* **Exercise directions**:
Format every line of the records below as a JSON list of strings, one string per line, with blank lines omitted.

* **Task inputs**:
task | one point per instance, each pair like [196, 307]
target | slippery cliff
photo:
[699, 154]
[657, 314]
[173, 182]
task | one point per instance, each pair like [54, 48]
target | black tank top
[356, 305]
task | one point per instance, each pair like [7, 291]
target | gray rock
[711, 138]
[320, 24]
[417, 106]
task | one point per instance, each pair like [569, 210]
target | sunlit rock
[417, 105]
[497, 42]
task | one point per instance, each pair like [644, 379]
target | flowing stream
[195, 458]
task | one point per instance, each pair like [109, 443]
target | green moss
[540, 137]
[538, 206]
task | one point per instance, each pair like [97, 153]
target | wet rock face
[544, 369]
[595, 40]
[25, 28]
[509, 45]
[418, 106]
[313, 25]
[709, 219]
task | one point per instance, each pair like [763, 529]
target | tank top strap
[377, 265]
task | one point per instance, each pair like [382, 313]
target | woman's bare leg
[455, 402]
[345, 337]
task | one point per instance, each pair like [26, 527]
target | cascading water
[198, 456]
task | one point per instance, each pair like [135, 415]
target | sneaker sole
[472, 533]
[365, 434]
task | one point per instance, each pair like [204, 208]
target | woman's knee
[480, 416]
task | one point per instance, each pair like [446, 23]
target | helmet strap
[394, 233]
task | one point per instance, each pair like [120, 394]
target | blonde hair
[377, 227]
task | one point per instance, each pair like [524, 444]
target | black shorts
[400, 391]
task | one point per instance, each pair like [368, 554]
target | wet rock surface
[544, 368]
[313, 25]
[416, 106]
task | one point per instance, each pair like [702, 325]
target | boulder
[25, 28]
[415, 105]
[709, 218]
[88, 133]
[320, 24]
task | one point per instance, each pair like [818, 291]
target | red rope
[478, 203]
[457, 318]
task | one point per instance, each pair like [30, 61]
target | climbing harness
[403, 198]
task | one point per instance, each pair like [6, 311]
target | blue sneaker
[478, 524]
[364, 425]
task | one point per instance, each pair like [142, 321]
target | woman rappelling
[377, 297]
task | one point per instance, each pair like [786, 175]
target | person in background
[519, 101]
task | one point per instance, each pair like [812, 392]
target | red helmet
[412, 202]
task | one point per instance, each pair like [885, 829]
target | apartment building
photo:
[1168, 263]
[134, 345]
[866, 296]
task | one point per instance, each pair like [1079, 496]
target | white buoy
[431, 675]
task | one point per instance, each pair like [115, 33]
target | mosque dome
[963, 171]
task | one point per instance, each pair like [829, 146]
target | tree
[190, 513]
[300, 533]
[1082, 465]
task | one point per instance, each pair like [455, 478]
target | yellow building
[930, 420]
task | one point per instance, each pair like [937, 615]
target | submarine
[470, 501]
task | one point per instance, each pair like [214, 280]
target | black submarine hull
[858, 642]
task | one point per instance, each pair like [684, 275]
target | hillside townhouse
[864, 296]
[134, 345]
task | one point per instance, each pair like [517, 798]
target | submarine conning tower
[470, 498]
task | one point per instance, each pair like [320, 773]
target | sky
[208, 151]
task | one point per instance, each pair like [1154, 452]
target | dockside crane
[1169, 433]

* **Solution**:
[
  "task | one point per instance, each pair like [196, 307]",
  "target | slippery cliff",
  "photo:",
  "[699, 154]",
  "[657, 314]",
  "[173, 182]",
  "task | one point per instance, each pair like [54, 48]",
  "target | black tank top",
  "[356, 305]",
  "task | one point per instance, each pair like [7, 291]",
  "target | gray rock",
  "[711, 138]",
  "[320, 24]",
  "[417, 106]",
  "task | one point per instance, each pair like [569, 210]",
  "target | sunlit rock",
  "[417, 105]",
  "[497, 42]",
  "task | one point per instance, each pair like [644, 379]",
  "target | flowing stream",
  "[195, 458]",
  "task | one point per instance, each pair like [109, 443]",
  "target | green moss",
  "[540, 137]",
  "[538, 206]",
  "task | one point per instance, each pair like [97, 153]",
  "target | wet rock face",
  "[544, 369]",
  "[595, 40]",
  "[25, 28]",
  "[509, 45]",
  "[418, 106]",
  "[313, 25]",
  "[709, 219]",
  "task | one point per instance, each pair like [763, 529]",
  "target | tank top strap",
  "[377, 265]",
  "task | one point per instance, each pair like [382, 313]",
  "target | woman's bare leg",
  "[455, 402]",
  "[345, 337]",
  "task | one point per instance, each pair like [26, 527]",
  "target | cascading water",
  "[198, 456]",
  "task | one point per instance, each pair like [135, 415]",
  "target | sneaker sole",
  "[472, 533]",
  "[365, 434]",
  "task | one point per instance, each pair like [204, 208]",
  "target | woman's knee",
  "[480, 416]",
  "task | one point per instance, each pair like [446, 23]",
  "target | helmet strap",
  "[394, 233]",
  "task | one point per instance, each pair like [120, 394]",
  "target | blonde hair",
  "[377, 227]",
  "task | one point per instance, each pair like [524, 444]",
  "target | black shorts",
  "[400, 391]",
  "task | one point per instance, each pair like [368, 554]",
  "target | wet rock surface",
  "[544, 368]",
  "[313, 25]",
  "[416, 106]",
  "task | one point per instance, each pair like [702, 325]",
  "target | boulder",
  "[25, 28]",
  "[415, 105]",
  "[709, 218]",
  "[88, 133]",
  "[320, 24]",
  "task | one point per instance, each pair like [818, 291]",
  "target | red rope",
  "[478, 203]",
  "[457, 318]",
  "task | one point per instance, each pair like [30, 61]",
  "target | climbing harness",
  "[403, 198]",
  "task | one point per instance, each pair like [6, 311]",
  "target | blue sneaker",
  "[478, 524]",
  "[364, 425]",
  "task | one point per instance, each pair like [142, 321]",
  "target | woman rappelling",
  "[377, 297]",
  "task | one point per instance, each pair like [786, 175]",
  "target | person in background",
  "[519, 101]",
  "task | one point per instance, each pair like [812, 392]",
  "target | red helmet",
  "[412, 202]",
  "task | one point per instance, each pair like [885, 829]",
  "target | apartment building",
  "photo:",
  "[1168, 263]",
  "[134, 345]",
  "[866, 296]",
  "task | one point per instance, each pair like [1079, 496]",
  "target | white buoy",
  "[431, 675]",
  "task | one point per instance, each pair like [115, 33]",
  "target | mosque dome",
  "[963, 171]",
  "task | one point per instance, each pair like [829, 146]",
  "target | tree",
  "[190, 513]",
  "[300, 533]",
  "[1082, 465]",
  "task | one point per instance, each pair like [455, 478]",
  "target | yellow building",
  "[930, 420]",
  "task | one point per instance, each pair like [937, 615]",
  "target | submarine",
  "[470, 501]",
  "task | one point per instance, each pair like [214, 280]",
  "target | black submarine hull",
  "[858, 642]",
  "task | one point per instance, each pair like [684, 275]",
  "target | hillside townhouse",
  "[864, 296]",
  "[134, 345]",
  "task | one point per instance, each pair like [517, 798]",
  "target | submarine conning tower",
  "[470, 498]",
  "task | one point per instance, each pair like [320, 773]",
  "target | sky",
  "[208, 151]",
  "task | one point per instance, each pair like [1154, 452]",
  "target | dockside crane",
  "[1169, 433]"
]